[EXERCISE REQUIREMENTS]: Take from the data every line in which the word "below" is found.

[DATA FOR THIS EXERCISE]:
***
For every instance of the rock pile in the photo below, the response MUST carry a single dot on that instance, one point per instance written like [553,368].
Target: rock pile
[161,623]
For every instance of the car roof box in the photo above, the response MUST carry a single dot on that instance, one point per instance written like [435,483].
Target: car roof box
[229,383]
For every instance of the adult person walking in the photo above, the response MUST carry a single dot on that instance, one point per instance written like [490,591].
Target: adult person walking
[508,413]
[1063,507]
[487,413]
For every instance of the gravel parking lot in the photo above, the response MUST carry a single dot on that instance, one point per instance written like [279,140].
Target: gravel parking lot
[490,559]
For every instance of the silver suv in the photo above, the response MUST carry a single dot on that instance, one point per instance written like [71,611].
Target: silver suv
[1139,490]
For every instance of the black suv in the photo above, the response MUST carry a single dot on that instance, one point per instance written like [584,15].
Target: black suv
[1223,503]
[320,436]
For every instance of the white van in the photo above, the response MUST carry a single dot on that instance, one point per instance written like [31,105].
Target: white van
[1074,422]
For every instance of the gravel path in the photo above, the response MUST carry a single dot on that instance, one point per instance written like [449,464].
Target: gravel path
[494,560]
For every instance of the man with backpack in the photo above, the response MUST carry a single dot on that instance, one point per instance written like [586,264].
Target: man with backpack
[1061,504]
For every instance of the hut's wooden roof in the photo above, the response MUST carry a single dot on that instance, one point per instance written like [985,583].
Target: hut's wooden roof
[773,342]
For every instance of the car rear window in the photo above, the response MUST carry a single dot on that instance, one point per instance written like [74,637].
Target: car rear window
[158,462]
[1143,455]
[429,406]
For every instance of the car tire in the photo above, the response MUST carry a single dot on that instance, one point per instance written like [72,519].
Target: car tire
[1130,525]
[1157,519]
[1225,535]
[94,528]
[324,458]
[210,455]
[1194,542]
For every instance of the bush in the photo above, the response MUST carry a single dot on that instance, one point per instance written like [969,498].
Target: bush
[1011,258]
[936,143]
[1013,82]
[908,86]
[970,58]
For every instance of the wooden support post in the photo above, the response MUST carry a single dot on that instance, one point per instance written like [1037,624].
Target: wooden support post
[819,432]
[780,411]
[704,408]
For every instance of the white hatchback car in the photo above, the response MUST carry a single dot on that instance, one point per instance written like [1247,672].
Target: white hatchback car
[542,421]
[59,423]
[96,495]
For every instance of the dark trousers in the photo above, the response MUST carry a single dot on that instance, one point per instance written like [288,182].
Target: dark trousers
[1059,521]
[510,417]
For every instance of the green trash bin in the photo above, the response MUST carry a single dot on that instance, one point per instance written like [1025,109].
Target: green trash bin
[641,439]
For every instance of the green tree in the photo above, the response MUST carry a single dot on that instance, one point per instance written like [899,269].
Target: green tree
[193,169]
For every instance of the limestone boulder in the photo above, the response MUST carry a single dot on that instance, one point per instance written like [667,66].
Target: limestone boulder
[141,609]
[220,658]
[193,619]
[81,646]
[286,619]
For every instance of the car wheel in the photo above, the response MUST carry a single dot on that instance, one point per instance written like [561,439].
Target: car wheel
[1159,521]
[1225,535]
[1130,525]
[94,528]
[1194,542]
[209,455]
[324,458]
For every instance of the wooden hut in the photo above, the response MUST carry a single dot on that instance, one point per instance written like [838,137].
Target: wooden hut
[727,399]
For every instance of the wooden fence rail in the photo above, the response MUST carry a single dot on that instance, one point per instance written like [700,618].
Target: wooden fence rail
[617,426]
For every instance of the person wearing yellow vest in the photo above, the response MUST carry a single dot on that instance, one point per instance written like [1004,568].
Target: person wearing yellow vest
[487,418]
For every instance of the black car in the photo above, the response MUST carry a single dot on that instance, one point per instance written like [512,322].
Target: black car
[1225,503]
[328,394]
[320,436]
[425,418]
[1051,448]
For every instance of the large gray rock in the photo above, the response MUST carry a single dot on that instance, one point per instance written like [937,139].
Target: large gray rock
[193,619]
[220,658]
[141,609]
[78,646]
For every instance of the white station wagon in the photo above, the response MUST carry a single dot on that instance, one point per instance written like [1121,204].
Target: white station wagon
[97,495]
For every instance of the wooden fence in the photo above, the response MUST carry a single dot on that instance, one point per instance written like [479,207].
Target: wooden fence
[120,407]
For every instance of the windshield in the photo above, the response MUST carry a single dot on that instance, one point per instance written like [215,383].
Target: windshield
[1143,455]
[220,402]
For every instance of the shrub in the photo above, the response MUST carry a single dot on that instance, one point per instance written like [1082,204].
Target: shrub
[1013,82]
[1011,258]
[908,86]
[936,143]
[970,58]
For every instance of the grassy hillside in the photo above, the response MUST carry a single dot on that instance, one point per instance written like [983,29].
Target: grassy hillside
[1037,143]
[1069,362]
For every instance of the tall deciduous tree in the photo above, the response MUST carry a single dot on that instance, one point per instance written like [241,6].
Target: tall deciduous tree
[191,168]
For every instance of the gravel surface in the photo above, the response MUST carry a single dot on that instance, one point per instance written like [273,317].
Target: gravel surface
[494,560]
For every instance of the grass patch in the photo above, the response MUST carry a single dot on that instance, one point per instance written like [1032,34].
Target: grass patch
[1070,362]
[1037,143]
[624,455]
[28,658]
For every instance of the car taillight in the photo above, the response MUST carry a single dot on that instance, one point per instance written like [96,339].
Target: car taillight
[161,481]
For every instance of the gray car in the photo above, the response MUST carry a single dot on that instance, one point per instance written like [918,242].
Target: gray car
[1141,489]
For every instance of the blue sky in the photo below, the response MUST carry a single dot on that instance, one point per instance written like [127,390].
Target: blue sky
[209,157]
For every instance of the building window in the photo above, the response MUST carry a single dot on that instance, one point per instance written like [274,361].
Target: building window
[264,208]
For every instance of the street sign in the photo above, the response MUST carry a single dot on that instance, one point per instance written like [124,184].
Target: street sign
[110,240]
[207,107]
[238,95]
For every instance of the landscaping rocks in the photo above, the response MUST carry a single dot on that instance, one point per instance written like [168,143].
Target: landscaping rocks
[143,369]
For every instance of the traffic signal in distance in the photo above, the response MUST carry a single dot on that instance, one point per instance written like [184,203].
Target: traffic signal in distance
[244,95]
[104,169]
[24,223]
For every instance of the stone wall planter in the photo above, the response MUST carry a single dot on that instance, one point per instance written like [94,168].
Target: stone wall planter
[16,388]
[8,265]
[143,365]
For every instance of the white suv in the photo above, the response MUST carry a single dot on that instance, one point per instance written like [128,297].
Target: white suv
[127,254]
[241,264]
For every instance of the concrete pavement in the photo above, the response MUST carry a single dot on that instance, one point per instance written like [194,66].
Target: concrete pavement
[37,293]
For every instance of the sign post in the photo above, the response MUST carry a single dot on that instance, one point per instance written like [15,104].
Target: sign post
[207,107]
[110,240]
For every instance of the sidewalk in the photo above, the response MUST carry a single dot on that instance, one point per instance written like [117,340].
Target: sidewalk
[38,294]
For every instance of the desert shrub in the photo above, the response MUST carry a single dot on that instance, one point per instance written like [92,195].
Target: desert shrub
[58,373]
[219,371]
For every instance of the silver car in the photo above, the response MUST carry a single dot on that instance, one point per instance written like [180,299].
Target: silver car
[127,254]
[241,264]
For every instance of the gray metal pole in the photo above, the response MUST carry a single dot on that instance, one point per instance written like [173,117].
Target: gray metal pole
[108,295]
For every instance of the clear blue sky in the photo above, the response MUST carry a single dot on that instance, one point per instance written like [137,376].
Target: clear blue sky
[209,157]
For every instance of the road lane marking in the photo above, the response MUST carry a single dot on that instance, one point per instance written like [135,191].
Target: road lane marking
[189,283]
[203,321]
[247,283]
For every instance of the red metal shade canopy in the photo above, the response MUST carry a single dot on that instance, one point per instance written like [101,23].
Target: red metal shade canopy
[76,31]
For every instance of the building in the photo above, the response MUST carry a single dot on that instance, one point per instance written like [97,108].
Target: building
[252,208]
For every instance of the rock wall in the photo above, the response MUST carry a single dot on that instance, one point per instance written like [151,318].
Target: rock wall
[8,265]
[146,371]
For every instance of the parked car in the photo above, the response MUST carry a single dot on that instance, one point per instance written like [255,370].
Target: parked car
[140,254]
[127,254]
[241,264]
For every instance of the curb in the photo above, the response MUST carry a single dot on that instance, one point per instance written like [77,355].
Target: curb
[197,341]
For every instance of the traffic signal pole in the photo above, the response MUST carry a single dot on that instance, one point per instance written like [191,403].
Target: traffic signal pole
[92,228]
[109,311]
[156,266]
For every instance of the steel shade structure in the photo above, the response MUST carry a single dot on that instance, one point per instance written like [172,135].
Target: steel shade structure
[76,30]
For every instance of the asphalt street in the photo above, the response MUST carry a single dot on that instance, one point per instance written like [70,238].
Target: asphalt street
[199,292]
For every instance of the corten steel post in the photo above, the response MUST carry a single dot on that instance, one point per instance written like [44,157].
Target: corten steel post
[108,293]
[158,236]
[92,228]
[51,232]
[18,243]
***
[EXERCISE ANSWER]:
For every instance of the rock pile in the photo below, the response MUST carry a single dot on that instance, one point per instance written like [553,368].
For every instance of the blue sky in the photo below, the response MUST carry a single dot on that instance, one point per instance written like [127,390].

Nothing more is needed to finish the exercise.